**EXERCISE TASK**: Copy the records from the start through the line containing "364,779,552,819", changing "rooftop" to "roof" and leaving everything else as it is.

**DATASET**:
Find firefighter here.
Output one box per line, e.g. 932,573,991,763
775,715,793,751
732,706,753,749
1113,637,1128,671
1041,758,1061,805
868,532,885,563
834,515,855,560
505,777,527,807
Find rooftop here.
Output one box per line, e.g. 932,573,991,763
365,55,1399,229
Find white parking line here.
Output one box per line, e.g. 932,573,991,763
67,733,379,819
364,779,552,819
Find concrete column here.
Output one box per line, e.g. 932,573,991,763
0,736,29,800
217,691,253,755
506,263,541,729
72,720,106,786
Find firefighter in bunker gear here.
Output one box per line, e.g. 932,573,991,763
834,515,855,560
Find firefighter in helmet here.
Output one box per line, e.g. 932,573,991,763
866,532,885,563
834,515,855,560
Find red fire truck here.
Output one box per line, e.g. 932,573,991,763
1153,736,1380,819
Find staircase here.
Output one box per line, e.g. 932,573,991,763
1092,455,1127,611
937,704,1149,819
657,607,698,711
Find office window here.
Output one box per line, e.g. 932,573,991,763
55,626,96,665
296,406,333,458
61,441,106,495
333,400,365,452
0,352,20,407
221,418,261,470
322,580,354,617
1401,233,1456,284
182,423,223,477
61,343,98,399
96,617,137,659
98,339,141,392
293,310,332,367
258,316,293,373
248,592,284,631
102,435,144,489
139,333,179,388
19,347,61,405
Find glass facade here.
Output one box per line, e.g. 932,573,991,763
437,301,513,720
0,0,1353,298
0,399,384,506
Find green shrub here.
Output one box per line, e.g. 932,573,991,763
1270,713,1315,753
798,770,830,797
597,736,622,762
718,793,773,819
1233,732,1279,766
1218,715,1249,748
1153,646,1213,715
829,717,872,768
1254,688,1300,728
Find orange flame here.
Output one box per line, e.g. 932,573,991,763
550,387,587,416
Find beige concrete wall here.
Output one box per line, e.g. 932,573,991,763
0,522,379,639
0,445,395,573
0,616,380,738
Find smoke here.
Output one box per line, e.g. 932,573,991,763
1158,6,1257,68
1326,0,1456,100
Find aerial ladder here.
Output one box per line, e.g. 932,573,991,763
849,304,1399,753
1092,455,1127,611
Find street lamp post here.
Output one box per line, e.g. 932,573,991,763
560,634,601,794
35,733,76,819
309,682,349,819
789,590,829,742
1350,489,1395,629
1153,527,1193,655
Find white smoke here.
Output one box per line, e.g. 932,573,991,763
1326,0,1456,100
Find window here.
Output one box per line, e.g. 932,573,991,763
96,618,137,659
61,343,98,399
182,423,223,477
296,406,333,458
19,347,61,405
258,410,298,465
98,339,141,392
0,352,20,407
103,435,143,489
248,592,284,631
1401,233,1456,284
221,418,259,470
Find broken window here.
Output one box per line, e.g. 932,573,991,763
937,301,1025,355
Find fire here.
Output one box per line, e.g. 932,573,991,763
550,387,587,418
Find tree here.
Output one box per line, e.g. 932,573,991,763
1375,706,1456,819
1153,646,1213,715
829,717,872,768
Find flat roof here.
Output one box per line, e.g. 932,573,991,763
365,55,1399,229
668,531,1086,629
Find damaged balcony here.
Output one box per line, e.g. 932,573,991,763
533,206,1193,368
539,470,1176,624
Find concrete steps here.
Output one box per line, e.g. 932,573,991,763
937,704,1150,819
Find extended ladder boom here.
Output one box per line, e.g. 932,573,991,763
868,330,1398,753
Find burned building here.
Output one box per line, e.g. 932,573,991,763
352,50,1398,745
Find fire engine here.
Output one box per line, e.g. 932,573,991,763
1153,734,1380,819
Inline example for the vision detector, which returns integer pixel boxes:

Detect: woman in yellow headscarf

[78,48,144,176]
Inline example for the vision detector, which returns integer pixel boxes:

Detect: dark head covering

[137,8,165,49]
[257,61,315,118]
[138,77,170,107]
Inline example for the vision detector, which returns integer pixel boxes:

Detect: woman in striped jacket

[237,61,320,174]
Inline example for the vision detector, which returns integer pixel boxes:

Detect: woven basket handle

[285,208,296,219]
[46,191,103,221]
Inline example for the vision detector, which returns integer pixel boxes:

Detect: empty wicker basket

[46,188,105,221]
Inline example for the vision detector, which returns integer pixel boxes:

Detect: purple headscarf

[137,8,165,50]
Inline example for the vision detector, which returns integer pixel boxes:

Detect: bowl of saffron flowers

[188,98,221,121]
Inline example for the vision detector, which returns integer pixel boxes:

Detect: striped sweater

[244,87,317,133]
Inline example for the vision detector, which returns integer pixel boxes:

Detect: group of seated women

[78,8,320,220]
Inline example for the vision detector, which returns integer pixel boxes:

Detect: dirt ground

**REPLY**:
Find firefighter here.
Output one box per line, e.g. 932,573,991,763
775,715,793,751
732,706,753,749
1113,637,1128,671
1041,758,1061,805
868,532,885,563
834,515,855,560
505,777,527,807
Find roof here.
Output one box per line, e.g. 932,573,991,763
365,55,1399,229
Find white parking line here.
Output one box per line, e.g. 932,573,991,763
67,733,379,819
364,779,552,819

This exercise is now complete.